* [OBJECTIVE] Recast the stretch of the records below from the line containing "Annotation guideline — the target class is man in yellow" through the line containing "74;410;87;436" as a numbered list, with blank lines and pictures left out.

* [MATERIAL FOR THIS TASK]
________
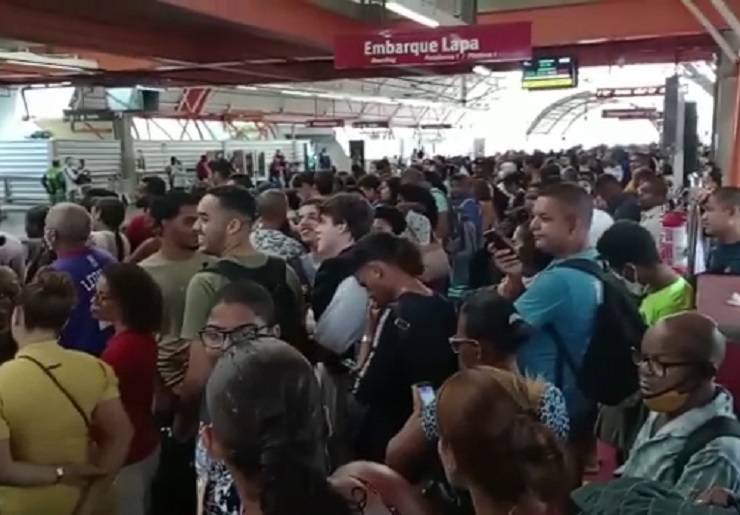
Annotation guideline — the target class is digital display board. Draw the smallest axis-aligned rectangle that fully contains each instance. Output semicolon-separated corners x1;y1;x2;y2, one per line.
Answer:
522;57;578;90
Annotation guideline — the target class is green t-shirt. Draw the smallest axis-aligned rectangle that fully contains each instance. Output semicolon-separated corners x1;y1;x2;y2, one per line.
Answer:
180;253;303;341
140;252;215;386
640;277;694;326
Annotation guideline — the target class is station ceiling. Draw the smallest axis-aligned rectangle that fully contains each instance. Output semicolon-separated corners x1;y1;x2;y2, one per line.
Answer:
0;0;740;86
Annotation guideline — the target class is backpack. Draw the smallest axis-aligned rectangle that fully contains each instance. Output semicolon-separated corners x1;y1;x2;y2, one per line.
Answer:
673;416;740;484
203;256;310;359
546;259;647;406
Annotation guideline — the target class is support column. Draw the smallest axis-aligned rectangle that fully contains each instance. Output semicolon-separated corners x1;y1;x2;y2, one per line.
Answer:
712;31;740;179
724;66;740;186
113;113;138;196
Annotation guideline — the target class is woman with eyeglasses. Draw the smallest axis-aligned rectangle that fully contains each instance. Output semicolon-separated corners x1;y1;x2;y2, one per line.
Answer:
202;334;431;515
0;269;132;515
92;263;164;515
386;289;570;479
191;281;279;515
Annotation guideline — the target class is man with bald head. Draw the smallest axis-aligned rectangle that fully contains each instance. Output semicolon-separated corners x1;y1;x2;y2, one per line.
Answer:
249;189;306;261
622;311;740;499
44;202;115;356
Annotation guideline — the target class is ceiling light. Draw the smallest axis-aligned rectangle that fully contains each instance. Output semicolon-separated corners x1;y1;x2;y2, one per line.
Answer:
385;1;439;28
280;89;316;97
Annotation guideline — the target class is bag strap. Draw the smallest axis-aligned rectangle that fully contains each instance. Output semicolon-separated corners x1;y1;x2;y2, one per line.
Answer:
544;324;580;390
555;258;609;283
673;417;740;484
203;256;285;294
18;355;91;429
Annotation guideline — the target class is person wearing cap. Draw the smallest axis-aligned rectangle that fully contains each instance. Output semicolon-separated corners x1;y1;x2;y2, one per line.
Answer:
494;161;524;219
385;289;570;479
373;204;406;236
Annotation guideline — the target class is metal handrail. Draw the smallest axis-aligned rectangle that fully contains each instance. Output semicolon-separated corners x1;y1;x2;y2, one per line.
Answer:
0;170;121;206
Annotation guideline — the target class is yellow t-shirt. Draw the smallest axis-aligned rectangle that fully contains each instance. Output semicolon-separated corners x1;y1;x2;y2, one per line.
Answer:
640;277;694;326
0;341;119;515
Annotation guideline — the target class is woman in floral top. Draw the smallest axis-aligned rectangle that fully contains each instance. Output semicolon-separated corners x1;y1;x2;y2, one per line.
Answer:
386;289;570;477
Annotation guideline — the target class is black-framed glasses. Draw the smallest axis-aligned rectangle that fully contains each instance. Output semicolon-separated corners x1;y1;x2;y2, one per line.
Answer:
449;336;480;354
632;347;704;377
198;324;275;351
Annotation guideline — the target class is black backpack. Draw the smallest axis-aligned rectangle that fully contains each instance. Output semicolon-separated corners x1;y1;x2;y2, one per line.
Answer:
204;256;311;359
548;259;647;406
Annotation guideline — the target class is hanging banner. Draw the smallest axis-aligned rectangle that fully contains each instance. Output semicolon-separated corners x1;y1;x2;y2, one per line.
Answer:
352;120;390;129
306;118;344;129
601;107;663;120
334;22;532;70
596;86;665;98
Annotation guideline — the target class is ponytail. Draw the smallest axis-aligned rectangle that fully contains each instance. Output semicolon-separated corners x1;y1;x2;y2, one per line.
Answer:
509;414;573;503
260;447;351;515
113;228;126;263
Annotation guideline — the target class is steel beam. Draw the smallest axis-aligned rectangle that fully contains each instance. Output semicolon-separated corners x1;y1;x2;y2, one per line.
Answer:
681;0;738;62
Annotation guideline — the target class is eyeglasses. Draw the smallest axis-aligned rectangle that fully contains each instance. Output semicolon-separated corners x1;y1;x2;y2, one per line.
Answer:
93;291;113;304
198;324;275;351
450;336;480;354
632;347;704;377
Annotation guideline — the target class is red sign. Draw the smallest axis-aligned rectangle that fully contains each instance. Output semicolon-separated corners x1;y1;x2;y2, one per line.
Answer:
596;86;665;98
601;107;663;120
306;118;344;129
352;120;390;129
334;22;532;70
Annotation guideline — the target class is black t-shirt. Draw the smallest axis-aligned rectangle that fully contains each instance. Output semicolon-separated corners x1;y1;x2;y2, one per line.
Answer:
707;243;740;275
355;293;457;462
609;193;641;222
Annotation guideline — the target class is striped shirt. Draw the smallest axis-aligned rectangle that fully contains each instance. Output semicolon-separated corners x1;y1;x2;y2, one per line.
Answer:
622;388;740;499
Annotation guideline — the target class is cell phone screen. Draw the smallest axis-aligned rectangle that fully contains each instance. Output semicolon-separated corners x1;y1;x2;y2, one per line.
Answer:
416;384;436;408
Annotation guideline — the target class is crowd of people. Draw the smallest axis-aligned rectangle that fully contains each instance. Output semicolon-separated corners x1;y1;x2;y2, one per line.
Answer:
0;147;740;515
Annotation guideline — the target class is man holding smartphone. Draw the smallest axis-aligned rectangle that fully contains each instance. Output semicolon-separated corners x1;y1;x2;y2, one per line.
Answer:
495;184;602;480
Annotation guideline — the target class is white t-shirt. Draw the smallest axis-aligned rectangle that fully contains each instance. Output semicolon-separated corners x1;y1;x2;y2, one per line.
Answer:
90;230;131;259
588;209;614;247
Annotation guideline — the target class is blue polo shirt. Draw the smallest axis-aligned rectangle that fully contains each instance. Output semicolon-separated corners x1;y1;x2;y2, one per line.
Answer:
51;247;116;356
515;249;603;427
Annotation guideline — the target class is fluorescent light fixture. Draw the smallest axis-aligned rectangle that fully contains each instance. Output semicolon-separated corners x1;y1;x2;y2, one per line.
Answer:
280;89;316;97
385;0;439;28
473;64;493;77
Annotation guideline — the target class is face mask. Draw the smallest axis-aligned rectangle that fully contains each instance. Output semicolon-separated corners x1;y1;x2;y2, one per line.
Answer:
522;275;537;290
620;265;649;298
624;279;648;297
642;390;689;413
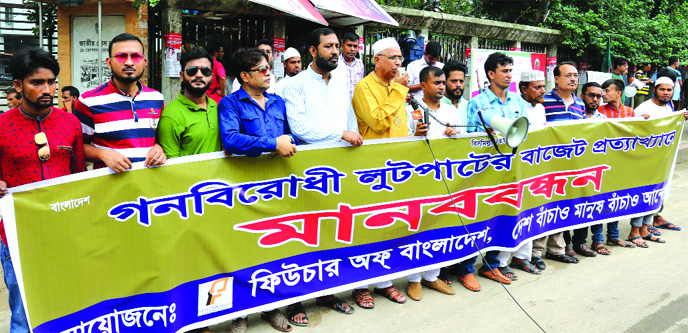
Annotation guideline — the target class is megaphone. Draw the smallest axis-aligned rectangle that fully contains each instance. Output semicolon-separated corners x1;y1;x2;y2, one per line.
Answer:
484;112;529;148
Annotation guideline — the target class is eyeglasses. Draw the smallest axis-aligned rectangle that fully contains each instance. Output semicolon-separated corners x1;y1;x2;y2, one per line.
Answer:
247;65;270;75
186;66;213;77
114;52;143;64
33;132;50;162
378;54;404;62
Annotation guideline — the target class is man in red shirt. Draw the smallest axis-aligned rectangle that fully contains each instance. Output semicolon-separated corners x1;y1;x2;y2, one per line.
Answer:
0;48;86;332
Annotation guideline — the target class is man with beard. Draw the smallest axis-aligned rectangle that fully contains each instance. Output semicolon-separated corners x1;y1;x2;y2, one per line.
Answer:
459;52;527;282
283;28;363;326
74;33;167;172
339;32;365;100
208;45;227;103
275;47;301;96
352;37;412;139
0;48;86;332
442;61;468;125
157;47;222;158
5;88;21;110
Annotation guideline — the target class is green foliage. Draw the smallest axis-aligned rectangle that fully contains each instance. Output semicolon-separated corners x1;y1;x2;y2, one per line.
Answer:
543;0;688;64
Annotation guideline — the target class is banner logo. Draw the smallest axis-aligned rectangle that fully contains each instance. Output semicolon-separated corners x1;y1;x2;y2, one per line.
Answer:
198;276;234;317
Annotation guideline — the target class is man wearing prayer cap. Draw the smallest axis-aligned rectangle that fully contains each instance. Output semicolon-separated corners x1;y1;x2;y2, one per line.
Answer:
275;47;301;96
353;38;416;140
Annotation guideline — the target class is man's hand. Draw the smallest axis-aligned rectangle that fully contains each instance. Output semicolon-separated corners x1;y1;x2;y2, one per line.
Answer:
275;134;296;157
394;72;408;86
444;123;459;136
143;143;167;167
98;149;131;173
0;180;9;198
414;122;428;136
342;131;363;146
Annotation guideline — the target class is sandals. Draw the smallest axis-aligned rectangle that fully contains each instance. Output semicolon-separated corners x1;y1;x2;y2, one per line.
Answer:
260;309;291;332
287;302;308;327
647;226;662;236
592;243;612;256
502;259;542;275
628;236;648;249
352;289;375;309
315;296;356;314
545;252;580;264
373;286;406;304
643;234;666;244
607;238;635;247
530;256;547;271
497;266;518;281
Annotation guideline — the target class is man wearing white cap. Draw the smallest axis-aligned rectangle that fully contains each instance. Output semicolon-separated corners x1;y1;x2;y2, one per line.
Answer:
352;38;409;140
518;70;547;129
275;47;301;96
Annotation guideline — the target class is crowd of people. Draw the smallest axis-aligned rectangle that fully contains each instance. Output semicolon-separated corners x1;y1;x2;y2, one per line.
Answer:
0;28;688;332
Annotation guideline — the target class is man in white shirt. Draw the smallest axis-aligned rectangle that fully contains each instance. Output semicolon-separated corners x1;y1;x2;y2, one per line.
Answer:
441;61;468;127
232;39;277;94
275;47;301;96
406;66;460;137
406;41;444;100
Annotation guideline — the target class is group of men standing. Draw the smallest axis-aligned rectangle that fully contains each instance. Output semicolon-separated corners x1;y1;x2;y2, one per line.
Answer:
0;28;688;332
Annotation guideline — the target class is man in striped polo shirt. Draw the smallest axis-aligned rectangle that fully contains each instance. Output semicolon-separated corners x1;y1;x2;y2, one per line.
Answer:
74;33;167;172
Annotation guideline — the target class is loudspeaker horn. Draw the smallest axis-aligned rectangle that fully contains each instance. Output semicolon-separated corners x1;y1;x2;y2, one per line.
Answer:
487;116;529;148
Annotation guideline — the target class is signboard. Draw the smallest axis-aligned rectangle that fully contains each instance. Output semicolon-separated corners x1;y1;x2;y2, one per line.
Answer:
466;49;546;98
0;113;684;333
71;15;125;93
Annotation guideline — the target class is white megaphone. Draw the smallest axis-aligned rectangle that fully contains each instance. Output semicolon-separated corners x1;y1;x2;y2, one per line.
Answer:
483;112;529;148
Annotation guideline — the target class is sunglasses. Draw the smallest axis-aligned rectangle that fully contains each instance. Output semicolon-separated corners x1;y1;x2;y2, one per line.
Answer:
247;65;270;75
114;52;143;64
186;66;213;77
33;132;50;162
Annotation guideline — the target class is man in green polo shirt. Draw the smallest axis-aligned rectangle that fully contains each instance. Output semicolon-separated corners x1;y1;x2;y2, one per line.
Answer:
157;47;222;158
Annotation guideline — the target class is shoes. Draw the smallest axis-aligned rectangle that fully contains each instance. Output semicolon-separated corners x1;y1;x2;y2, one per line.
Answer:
478;266;511;284
564;244;576;257
421;279;456;295
406;282;423;301
459;273;480;291
573;244;597;257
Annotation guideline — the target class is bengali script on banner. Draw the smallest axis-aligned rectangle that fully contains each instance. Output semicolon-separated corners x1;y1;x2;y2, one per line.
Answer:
0;115;683;333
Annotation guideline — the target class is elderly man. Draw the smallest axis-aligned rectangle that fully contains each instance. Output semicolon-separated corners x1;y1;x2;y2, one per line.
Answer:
339;32;365;99
275;47;301;96
407;41;444;100
459;52;527;282
352;38;409;139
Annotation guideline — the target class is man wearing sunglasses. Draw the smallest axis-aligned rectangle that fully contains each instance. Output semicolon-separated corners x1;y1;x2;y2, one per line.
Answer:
74;33;167;172
0;48;86;332
157;47;222;158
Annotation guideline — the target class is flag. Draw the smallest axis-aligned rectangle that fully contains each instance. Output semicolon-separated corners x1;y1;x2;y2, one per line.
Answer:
602;35;612;73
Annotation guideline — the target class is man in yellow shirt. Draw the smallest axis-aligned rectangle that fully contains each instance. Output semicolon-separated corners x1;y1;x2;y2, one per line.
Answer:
352;38;420;140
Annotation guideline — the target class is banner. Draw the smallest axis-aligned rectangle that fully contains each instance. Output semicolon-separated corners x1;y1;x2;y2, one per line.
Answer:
0;114;684;333
466;49;546;97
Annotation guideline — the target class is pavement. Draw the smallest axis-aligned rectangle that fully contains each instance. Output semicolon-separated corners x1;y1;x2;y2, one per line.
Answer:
0;123;688;333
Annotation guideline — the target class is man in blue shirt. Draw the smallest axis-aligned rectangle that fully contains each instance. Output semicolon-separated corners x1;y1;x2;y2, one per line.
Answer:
218;49;297;157
459;52;527;291
218;49;297;332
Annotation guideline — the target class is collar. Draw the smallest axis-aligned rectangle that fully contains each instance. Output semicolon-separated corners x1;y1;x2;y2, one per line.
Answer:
106;78;143;97
177;91;213;112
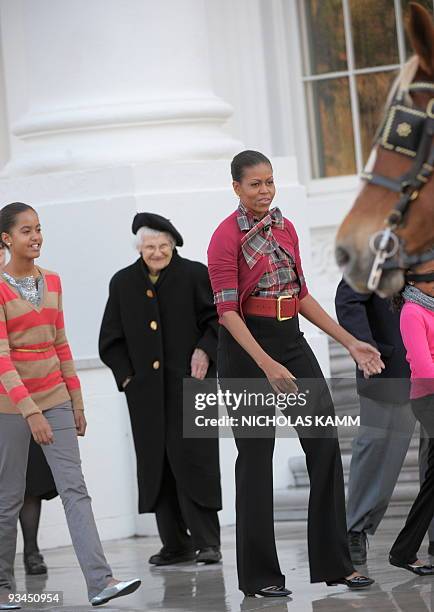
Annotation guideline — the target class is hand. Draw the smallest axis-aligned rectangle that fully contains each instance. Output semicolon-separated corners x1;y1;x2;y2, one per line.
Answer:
348;340;385;378
27;412;54;444
262;357;298;394
190;349;209;380
74;410;87;436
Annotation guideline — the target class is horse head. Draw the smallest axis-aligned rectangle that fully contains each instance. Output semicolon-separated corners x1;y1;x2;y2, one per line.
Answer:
336;3;434;297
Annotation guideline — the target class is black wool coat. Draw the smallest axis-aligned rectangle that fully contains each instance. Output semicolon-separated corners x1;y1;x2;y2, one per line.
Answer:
99;249;221;513
335;280;410;404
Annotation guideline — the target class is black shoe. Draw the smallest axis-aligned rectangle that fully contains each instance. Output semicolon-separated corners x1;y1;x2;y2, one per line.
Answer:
389;555;434;576
244;586;292;597
196;546;222;565
24;552;48;576
348;531;367;565
149;548;196;565
326;576;375;589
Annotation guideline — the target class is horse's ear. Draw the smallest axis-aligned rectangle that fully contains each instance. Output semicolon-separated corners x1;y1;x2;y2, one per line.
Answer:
408;2;434;77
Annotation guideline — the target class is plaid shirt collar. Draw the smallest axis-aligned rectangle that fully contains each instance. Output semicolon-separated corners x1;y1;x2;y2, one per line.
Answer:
237;202;285;269
237;201;284;232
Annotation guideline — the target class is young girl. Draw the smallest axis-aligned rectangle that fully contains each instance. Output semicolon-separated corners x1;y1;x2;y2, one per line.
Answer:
0;203;140;610
389;261;434;576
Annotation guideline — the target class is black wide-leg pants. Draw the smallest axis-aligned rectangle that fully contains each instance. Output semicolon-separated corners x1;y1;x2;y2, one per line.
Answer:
218;316;354;593
390;395;434;563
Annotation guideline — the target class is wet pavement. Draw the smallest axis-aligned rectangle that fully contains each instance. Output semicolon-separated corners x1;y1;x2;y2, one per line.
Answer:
9;520;434;612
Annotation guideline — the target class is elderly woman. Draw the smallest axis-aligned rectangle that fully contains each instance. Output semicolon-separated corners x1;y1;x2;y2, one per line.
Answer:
99;213;221;565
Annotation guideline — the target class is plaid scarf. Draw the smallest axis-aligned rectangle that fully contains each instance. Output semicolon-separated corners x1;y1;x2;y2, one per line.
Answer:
237;202;285;269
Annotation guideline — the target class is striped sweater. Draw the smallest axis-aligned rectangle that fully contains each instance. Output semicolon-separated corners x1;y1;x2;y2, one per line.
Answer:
0;268;83;418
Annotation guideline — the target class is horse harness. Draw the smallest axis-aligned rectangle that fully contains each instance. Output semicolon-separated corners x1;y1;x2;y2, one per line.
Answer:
361;82;434;291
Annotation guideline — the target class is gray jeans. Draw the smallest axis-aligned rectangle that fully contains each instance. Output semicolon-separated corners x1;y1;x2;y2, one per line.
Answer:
0;402;112;599
347;396;416;534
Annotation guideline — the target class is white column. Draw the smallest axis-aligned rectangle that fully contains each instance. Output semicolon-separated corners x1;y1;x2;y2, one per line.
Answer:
0;0;240;175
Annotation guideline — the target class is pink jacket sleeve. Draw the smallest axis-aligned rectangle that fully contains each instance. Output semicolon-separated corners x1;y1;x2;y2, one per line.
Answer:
208;228;239;316
400;302;434;379
285;219;309;300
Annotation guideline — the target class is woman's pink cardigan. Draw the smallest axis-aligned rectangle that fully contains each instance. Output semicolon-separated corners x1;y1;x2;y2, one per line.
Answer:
208;210;308;316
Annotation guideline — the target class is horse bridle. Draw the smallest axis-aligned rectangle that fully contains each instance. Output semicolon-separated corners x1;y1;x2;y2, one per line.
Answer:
361;82;434;291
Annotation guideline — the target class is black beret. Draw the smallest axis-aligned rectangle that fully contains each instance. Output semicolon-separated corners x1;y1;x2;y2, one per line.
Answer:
132;213;184;246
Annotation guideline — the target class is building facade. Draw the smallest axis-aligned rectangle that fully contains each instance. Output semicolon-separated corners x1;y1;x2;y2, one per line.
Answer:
0;0;433;547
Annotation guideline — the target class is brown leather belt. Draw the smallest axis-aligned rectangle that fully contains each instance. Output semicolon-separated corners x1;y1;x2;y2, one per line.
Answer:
243;295;300;321
11;345;54;353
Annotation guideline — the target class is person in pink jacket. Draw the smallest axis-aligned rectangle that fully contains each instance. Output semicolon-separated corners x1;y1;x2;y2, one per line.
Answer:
389;261;434;576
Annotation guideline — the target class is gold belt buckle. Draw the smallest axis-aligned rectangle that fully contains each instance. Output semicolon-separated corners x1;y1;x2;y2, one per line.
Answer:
277;295;293;321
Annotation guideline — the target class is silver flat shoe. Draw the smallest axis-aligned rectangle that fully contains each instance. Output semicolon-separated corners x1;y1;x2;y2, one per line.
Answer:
90;578;142;606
________
* [EXPECTED OUTPUT]
1. Annotation guideline — the target class is man in yellow shirt. Draw the smallest axis-aligned rectangle that fully contains each instance. Output semicolon-separated corners x1;y1;x2;y2, one per line.
2. Answer:
3. 352;38;420;140
4. Annotation guideline — the target class is banner. Draw the smallest axis-aligned rectangle that fully contains each instance. Output semicolon-separated corners x1;y1;x2;y2, one per line.
5. Answer:
6. 0;114;684;333
7. 466;49;546;97
8. Annotation guideline — the target class is pavement. Draw the smallest axis-aligned rectangle that fully contains each instance. Output semicolon-separated corners x1;y1;x2;y2, one per line.
9. Answer:
10. 0;123;688;333
11. Annotation guideline — the target class is man in blue shirt. Draw the smallest axis-aligned rectangle that fully contains each instance. Output semicolon-separated corners x1;y1;x2;y2, one per line.
12. Answer:
13. 218;49;297;157
14. 459;52;527;291
15. 218;49;297;332
16. Annotation guideline — the target class is collar. Draw the smallest axis-aligned rectangle that fully contains each instance. Output semicolon-separated corners x1;y1;x2;y2, one per line.
17. Answer:
18. 106;78;143;97
19. 177;91;213;112
20. Annotation guideline — the target class is hand. Draw the smallest axis-aligned rectangle that fully contains each instance. Output semicolon-separated corners x1;y1;x2;y2, one per line.
21. Answer:
22. 348;340;385;378
23. 27;412;54;444
24. 262;357;298;394
25. 190;349;209;380
26. 74;410;87;436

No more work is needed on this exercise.